* [EXCERPT TO READ]
Royal Oak Tribune
Report: U.S. companies add fewer jobs than forecast
U. S. companies added fewer jobs in October than forecast, a private report showed, indicating the absence of additional fiscal stimulus is prompting some firms to adjust payrolls as the pandemic continues to wear on the recovery.
Businesses’ payrolls increased by 365,000 last month after a revised 753,000 rise in September, according to ADP Research Institute data released Wednesday. The October gain was weaker than all but one estimate in a Bloomberg survey of economists and below the median projection for a 643,000 gain.
The slower pace of hiring illustrates a long road to recovery for the labor market as the coronavirus continues to reduce revenue at service providers including the travel, hotel and restaurant industries. The figures, along with the recent resurgence in infections, underscore the need for lawmakers to agree on another round of fiscal assistance to keep select businesses afloat and their employees on payrolls.
“The labor market continues to add jobs, yet at a slower pace,” Ahu Yildirmaz, vice president and co-head of the ADP Research Institute, said in a statement. “Although the pace is slower, we’ve seen employment gains across all industries and sizes.”
The data precede the government’s monthly jobs report on Friday, which is forecast to show private payrolls increased by about 700,000 after a 877,000 gain in September. At the same time, public sector employment is likely to decline due to the unwind in federal government hiring as the 2020 Census concludes, according to a note by Bloomberg economists.

* [RECORDS PROVIDED]

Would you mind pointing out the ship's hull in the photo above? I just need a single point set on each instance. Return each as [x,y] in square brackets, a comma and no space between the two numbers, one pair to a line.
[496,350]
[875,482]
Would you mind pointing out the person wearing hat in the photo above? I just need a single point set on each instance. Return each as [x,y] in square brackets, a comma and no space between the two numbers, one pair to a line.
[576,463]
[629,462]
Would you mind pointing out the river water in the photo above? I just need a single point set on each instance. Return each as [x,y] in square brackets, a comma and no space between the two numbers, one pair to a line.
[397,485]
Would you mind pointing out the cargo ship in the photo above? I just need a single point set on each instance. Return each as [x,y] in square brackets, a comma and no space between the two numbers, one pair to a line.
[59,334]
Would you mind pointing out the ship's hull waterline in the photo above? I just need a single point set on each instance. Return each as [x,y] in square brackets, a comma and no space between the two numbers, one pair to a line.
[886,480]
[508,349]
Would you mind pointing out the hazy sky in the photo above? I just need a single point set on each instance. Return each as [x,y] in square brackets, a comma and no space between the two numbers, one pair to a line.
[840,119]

* [TASKS]
- 1) Read the ADP jobs article and decide whether each statement agrees with it. Answer yes or no for each, quoting the deciding words. (a) ADP data showed private payrolls grew by 365,000 in October. (b) The October gain came in above the median projection of economists. (c) Public sector employment is expected to rise as the 2020 Census concludes.
- 2) Repeat the ADP jobs article word for word from "Royal Oak Tribune" to "on the recovery.".

* [EXPECTED RESULTS]
- 1)
(a) Yes: "Businesses’ payrolls increased by 365,000 last month"
(b) No: "below the median projection for a 643,000 gain"
(c) No: "public sector employment is likely to decline due to the unwind in federal government hiring as the 2020 Census concludes"

- 2)
Royal Oak Tribune
Report: U.S. companies add fewer jobs than forecast
U. S. companies added fewer jobs in October than forecast, a private report showed, indicating the absence of additional fiscal stimulus is prompting some firms to adjust payrolls as the pandemic continues to wear on the recovery.